STATED TASK A
Please list every username that appears in the forum thread on marriage, counting both post authors and anyone whose words are quoted, with each name given once.

EXTRACTED TEXT
[Begin]
Remember, The grass is always greener on the other side


----------



## Final (Dec 5, 2011)

Patricia B. Pina said:


> Remember, The grass is always greener on the other side


are you trying to tell me that if i do ill be happier and in a better place, or that i should stick it out that it is bound to be better? because i feel like she is draining my life


----------



## uphillbattle (Aug 17, 2011)

Sorry man, I can tell you now that it is hard as hell to get someone like that to change. If I knew then what I know now I would have ran for the hills and never looked back. Unfortunitly you are now married, at that point you should atleast give her a chance to change.


----------



## Final (Dec 5, 2011)

uphillbattle said:


> Sorry man, I can tell you now that it is hard as hell to get someone like that to change. If I knew then what I know now I would have ran for the hills and never looked back. Unfortunitly you are now married, at that point you should atleast give her a chance to change.


its all good, i plan on letting it drag out tell after the holidays and give her a chance to change, if she don't then ill pull up a lawyer and have the paper work drawn out... i just hate feeling like my life don't matter and im just a slave...


----------



## Schill (Dec 7, 2011)

Tell her you feel like you're depressed and tell her what you think about her. Maybe wait til after the holidays, if you can. If you feel like it could all crash and burn (you blowing up or something) then you gotta talk now.

Either way... do things you enjoy doing.. don't worry about the wife so much.. if she doesnt wanna go somewhere, go yourself. It's your holiday time as well.. spend time with friends, family or just even go see a movie or something yourself when you need to get away.


----------
[End]
GIVEN DATA
[Begin]
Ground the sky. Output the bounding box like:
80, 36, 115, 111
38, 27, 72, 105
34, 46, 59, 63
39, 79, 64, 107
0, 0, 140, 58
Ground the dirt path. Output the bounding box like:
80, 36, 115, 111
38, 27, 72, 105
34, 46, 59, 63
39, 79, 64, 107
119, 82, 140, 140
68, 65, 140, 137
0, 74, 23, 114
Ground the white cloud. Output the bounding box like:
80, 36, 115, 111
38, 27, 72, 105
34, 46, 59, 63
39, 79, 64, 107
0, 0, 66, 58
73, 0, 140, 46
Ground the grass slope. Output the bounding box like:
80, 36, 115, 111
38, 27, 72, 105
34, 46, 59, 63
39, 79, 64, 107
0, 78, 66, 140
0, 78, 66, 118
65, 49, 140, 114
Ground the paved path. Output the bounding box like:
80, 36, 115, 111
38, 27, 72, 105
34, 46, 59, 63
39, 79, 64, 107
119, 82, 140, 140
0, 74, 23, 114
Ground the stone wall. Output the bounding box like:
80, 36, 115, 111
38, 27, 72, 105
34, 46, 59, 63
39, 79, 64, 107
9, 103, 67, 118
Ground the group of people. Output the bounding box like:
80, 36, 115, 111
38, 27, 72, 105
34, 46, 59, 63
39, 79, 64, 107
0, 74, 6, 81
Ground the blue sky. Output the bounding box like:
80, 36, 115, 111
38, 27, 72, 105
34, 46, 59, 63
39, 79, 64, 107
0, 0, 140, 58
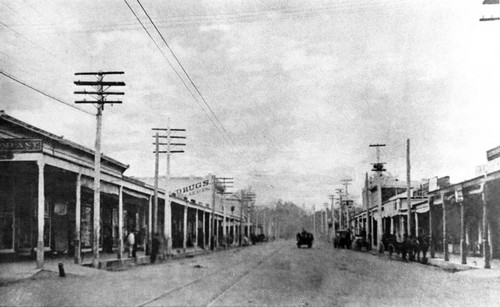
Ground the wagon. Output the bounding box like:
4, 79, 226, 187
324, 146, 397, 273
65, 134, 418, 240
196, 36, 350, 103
297, 231, 314, 248
333, 230, 351, 248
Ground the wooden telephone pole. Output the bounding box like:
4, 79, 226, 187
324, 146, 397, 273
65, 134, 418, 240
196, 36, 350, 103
74, 71, 125, 268
370, 144, 385, 248
149, 124, 187, 257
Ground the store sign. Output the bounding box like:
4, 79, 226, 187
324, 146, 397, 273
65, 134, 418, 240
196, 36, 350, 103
175, 179, 212, 197
455, 190, 464, 203
0, 152, 14, 160
429, 177, 439, 192
486, 146, 500, 161
0, 139, 43, 154
476, 159, 500, 176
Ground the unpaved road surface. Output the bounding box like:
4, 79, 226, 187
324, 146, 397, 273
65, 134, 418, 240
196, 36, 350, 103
0, 241, 500, 306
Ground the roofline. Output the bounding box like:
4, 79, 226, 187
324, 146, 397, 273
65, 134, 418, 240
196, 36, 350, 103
0, 110, 130, 171
427, 170, 500, 196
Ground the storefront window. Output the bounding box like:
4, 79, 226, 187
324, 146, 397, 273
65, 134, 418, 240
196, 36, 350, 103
0, 213, 14, 250
81, 205, 92, 247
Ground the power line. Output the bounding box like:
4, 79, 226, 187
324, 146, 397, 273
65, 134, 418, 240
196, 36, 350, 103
136, 0, 236, 146
0, 70, 94, 116
124, 0, 234, 148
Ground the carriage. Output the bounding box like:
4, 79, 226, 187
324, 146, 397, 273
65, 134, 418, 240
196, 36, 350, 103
380, 234, 429, 263
297, 230, 314, 248
333, 230, 352, 249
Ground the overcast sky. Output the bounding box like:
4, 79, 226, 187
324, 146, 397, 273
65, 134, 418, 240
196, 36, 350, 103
0, 0, 500, 208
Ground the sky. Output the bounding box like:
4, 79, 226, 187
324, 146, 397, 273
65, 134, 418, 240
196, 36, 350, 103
0, 0, 500, 208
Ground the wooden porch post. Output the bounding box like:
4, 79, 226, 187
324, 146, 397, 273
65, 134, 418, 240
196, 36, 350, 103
194, 208, 198, 250
117, 186, 123, 259
482, 183, 491, 269
460, 201, 467, 264
441, 192, 450, 261
36, 157, 45, 269
429, 196, 435, 258
182, 205, 188, 255
147, 195, 153, 255
74, 174, 82, 264
201, 211, 207, 249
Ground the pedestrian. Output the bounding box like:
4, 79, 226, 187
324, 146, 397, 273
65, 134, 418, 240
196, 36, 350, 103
127, 230, 135, 258
150, 233, 160, 263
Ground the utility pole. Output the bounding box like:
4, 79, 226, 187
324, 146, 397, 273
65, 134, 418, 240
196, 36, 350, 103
365, 172, 372, 249
406, 139, 410, 237
313, 205, 316, 237
328, 195, 337, 240
324, 203, 328, 239
74, 71, 125, 268
240, 190, 255, 246
153, 132, 160, 240
336, 189, 344, 230
370, 144, 385, 251
151, 124, 187, 257
340, 179, 352, 229
215, 177, 234, 248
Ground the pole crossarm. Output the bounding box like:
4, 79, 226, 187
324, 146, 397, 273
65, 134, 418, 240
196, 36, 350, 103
153, 135, 186, 139
153, 150, 184, 153
75, 71, 125, 76
75, 100, 123, 104
73, 81, 125, 86
151, 128, 186, 131
73, 90, 125, 95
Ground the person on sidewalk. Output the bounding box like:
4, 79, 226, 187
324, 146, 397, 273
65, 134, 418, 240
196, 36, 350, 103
150, 233, 160, 264
127, 230, 135, 258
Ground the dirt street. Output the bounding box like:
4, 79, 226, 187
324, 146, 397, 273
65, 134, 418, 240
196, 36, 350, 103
0, 241, 500, 306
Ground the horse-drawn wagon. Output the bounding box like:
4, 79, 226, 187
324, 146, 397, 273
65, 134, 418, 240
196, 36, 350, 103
333, 230, 352, 248
297, 230, 314, 248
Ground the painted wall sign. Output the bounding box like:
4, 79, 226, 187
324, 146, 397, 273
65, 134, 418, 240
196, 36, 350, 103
175, 179, 212, 196
0, 139, 43, 153
486, 146, 500, 161
476, 159, 500, 176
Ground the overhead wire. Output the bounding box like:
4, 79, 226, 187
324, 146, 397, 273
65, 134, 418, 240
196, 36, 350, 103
0, 69, 94, 115
136, 0, 236, 146
124, 0, 231, 147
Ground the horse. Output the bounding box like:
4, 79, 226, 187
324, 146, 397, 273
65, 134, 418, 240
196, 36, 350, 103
416, 234, 430, 263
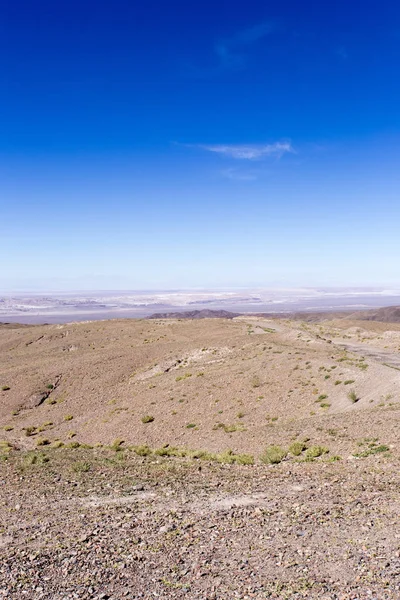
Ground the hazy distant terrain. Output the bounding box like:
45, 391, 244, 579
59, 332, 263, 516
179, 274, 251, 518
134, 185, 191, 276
0, 288, 400, 323
0, 308, 400, 600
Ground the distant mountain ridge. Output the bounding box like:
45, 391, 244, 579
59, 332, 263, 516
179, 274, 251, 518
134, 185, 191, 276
147, 308, 240, 319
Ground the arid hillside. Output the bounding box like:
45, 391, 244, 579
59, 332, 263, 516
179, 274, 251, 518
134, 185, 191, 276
0, 316, 400, 460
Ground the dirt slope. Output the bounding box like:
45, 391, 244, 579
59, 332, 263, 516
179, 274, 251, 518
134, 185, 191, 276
0, 317, 400, 456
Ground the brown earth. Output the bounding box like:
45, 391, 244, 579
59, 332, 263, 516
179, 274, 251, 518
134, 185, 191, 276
0, 316, 400, 600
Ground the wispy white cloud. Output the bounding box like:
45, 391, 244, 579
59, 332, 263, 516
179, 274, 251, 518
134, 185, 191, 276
198, 142, 294, 160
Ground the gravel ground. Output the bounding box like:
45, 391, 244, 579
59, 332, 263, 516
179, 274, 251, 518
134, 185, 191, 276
0, 448, 400, 600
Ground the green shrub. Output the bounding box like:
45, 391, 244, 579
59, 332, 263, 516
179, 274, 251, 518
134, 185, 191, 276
289, 442, 307, 456
72, 461, 91, 473
132, 444, 152, 456
347, 390, 359, 404
306, 446, 329, 458
141, 415, 154, 423
261, 446, 287, 465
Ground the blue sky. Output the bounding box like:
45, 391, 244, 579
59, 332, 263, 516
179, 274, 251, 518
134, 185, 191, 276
0, 0, 400, 291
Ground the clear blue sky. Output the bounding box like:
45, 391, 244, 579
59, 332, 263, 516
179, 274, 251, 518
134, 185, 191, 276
0, 0, 400, 290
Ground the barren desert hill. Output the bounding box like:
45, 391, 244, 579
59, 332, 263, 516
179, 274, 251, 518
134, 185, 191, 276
0, 316, 400, 457
148, 308, 240, 319
254, 306, 400, 323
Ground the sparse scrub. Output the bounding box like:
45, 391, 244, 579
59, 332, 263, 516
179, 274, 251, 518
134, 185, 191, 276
111, 438, 124, 452
72, 461, 92, 473
347, 390, 359, 404
289, 442, 307, 456
23, 425, 36, 437
261, 446, 287, 465
306, 446, 329, 458
141, 415, 154, 423
36, 438, 51, 446
132, 444, 152, 456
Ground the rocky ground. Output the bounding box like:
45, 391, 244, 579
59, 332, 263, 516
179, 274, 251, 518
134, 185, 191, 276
0, 317, 400, 600
0, 448, 400, 600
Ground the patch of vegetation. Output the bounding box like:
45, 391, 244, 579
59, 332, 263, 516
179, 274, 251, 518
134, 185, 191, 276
131, 444, 152, 456
23, 425, 36, 437
347, 390, 359, 404
111, 438, 124, 452
36, 438, 51, 446
289, 441, 307, 456
261, 446, 287, 465
71, 461, 92, 473
305, 446, 329, 459
141, 415, 154, 423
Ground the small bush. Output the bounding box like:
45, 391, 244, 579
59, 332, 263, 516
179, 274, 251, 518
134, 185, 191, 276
24, 425, 36, 437
65, 442, 80, 449
289, 442, 307, 456
111, 438, 124, 452
261, 446, 287, 465
347, 390, 359, 404
141, 415, 154, 423
306, 446, 329, 458
36, 438, 51, 446
72, 461, 92, 473
132, 444, 152, 456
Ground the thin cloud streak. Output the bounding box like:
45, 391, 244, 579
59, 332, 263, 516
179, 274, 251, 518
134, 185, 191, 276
195, 142, 294, 160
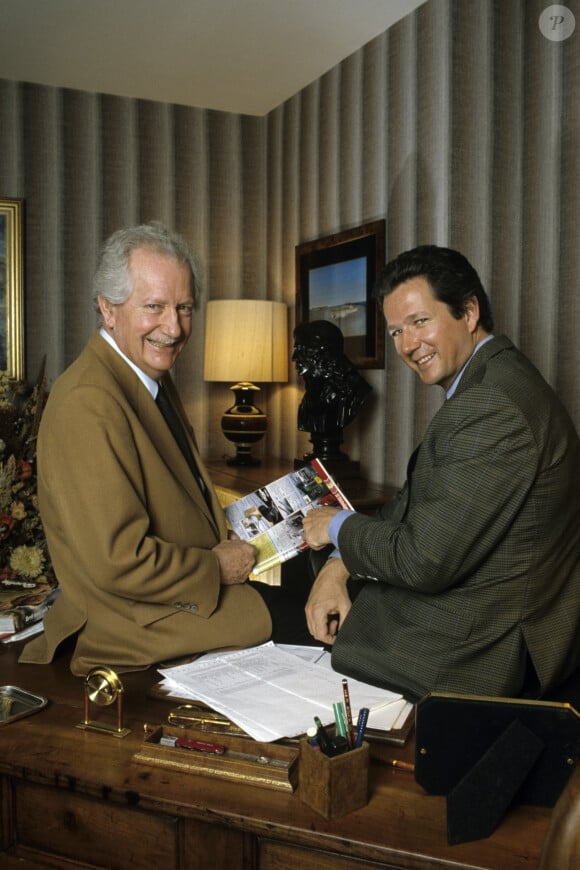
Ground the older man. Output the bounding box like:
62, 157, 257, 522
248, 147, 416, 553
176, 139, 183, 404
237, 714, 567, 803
21, 225, 272, 675
304, 246, 580, 698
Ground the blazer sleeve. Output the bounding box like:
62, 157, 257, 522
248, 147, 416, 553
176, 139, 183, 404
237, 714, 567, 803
338, 387, 537, 593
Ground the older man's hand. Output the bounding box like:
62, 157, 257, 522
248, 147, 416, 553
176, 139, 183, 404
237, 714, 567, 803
302, 508, 340, 550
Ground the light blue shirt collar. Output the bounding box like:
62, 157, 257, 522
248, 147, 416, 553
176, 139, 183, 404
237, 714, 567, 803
445, 335, 493, 399
100, 326, 159, 399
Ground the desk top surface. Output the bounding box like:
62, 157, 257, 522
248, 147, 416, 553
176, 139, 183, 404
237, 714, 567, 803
0, 644, 551, 870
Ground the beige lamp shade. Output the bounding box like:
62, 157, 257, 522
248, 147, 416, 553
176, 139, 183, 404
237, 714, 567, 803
203, 299, 288, 465
203, 299, 288, 383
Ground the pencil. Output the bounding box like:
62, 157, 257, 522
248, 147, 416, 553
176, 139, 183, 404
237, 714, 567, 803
342, 678, 354, 749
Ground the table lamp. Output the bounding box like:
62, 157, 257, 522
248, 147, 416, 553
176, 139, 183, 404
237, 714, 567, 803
203, 299, 288, 465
[End]
STATED TASK B
In the records, revise the lines from the line with "Ground the grass" up to and including the line with "0, 74, 6, 81" by replacing "bounding box" with "bounding rectangle" and keeping everything else the same. Return only those lines.

ANSWER A
Patricia B. Pina, Final, uphillbattle, Schill

ANSWER B
Ground the grass slope. Output the bounding rectangle like:
80, 36, 115, 111
38, 27, 72, 105
34, 46, 59, 63
39, 79, 64, 107
0, 78, 66, 140
0, 78, 66, 118
65, 49, 140, 114
Ground the paved path. Output the bounding rectangle like:
80, 36, 115, 111
38, 27, 72, 105
34, 46, 59, 63
39, 79, 64, 107
119, 82, 140, 140
0, 74, 23, 114
Ground the stone wall. Output the bounding rectangle like:
80, 36, 115, 111
38, 27, 72, 105
34, 46, 59, 63
39, 79, 64, 107
9, 103, 67, 118
Ground the group of people. Output the bounding rectangle like:
80, 36, 115, 111
38, 27, 72, 105
34, 46, 59, 63
39, 79, 64, 107
0, 74, 6, 81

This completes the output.